Texte source:
+ + + + + + +

La vie que l’on va lire peut paraître sombre, à la manière d’un roman d’Émile Zola. Elle est en fait surtout réaliste, partagée par ces millions de petites gens de l’ombre qui triment, souffrent – mais trouvent parfois beauté et accomplissement au bout de leur nuit !
Le jour de sa naissance au fin fond du Hubei en 1970, Han Shimei était trop occupée à inspirer sa première goulée d’air, pour constater le vif émoi de ses parents qui se disputaient à son sujet : fallait-il la noyer comme un petit chat, puisqu’elle venait d’accoucher par le siège ? C’est ce que voulait sa mère, persuadée (suivant la tradition) que cela ferait d’elle une gamine maléfique et rebelle, tandis que le père, lui, voulait la sauver et lui donner sa chance…
Cette scène, Shimei ne l’apprendrait que 20 ans plus tard, de la bouche de sa mère au moment de rendre son dernier soupir. Elle ne ferait que renforcer la profonde inimitié entre les deux femmes, la marâtre ayant fait subir à sa fille une longue succession d’années noires. Il faut dire que pour cette famille, la révolution avait signifié une vraie malédiction, les deux grands-pères ayant été déclarés ennemis du régime, l’un en tant qu’ancien officier dans l’armée nationaliste et l’autre comme propriétaire terrien. Et puis cette révolution, à ses débuts, ne parvenait pas à nourrir ses enfants : en 1975, au bord de la disette, la famille avait dû se réfugier à Xichuan dans le Henan voisin, pour trouver de quoi échapper à la famine. Quoique mal nourrie, la petite Shimei était douée pour les études, finissant invariablement l’année parmi les 3 premières de la classe. Mais pour épargner les 18 yuans d’écolage annuel, sa mère l’avait arrachée de l’école dès l’âge de 13 ans pour aller trimer aux champs, où elle cultivait des piments, maigre chère.
À 19 ans en 1989, ses parents l’avaient vendue en mariage – pour 3000 yuans. Dans un pays en manque chronique de filles à marier, telle dot était des plus médiocres, mais malgré tout un peu plus que celles de ses cadettes, cédées pour 500 voire 1000 yuans. Les parents avaient pu exiger plus pour elle, parce que son fiancé était incapable d’aligner plus de trois mots.

+ + + + + + +

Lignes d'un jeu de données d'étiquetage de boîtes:
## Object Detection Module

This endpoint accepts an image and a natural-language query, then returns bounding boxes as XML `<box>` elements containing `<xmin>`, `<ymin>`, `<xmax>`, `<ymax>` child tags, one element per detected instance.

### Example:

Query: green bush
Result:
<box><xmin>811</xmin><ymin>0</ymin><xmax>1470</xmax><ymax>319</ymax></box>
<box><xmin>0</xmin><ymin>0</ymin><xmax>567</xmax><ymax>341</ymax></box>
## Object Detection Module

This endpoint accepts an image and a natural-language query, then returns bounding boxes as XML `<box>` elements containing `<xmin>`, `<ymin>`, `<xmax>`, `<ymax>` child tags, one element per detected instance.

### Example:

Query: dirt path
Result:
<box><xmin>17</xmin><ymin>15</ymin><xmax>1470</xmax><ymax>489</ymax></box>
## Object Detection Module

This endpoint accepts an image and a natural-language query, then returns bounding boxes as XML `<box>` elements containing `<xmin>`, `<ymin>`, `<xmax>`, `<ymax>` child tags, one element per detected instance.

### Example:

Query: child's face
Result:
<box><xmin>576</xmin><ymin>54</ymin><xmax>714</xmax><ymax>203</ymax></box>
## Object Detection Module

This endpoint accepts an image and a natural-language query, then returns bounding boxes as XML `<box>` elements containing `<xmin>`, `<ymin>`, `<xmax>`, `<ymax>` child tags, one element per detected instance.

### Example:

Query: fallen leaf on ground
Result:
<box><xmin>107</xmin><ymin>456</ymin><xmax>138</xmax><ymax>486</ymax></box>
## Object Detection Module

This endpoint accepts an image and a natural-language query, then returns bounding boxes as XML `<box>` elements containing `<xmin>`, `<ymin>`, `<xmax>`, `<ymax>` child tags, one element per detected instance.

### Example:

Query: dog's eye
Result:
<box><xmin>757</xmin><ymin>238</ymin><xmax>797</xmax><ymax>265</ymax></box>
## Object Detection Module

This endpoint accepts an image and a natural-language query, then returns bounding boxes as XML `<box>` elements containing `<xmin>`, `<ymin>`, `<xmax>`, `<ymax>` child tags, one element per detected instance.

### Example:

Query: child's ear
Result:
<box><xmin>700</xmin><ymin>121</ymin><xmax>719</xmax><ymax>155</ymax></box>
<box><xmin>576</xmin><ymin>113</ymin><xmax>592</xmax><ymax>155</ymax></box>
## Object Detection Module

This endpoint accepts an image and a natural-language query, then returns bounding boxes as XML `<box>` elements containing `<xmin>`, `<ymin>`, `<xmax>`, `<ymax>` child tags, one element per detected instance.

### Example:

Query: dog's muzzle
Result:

+ + + + + + +

Tâche brève: Pouvez-vous recopier mot pour mot le passage du récit sur Han Shimei qui commence à « À 19 ans en » et se termine à « de trois mots. » ?

Corrigé:
À 19 ans en 1989, ses parents l’avaient vendue en mariage – pour 3000 yuans. Dans un pays en manque chronique de filles à marier, telle dot était des plus médiocres, mais malgré tout un peu plus que celles de ses cadettes, cédées pour 500 voire 1000 yuans. Les parents avaient pu exiger plus pour elle, parce que son fiancé était incapable d’aligner plus de trois mots.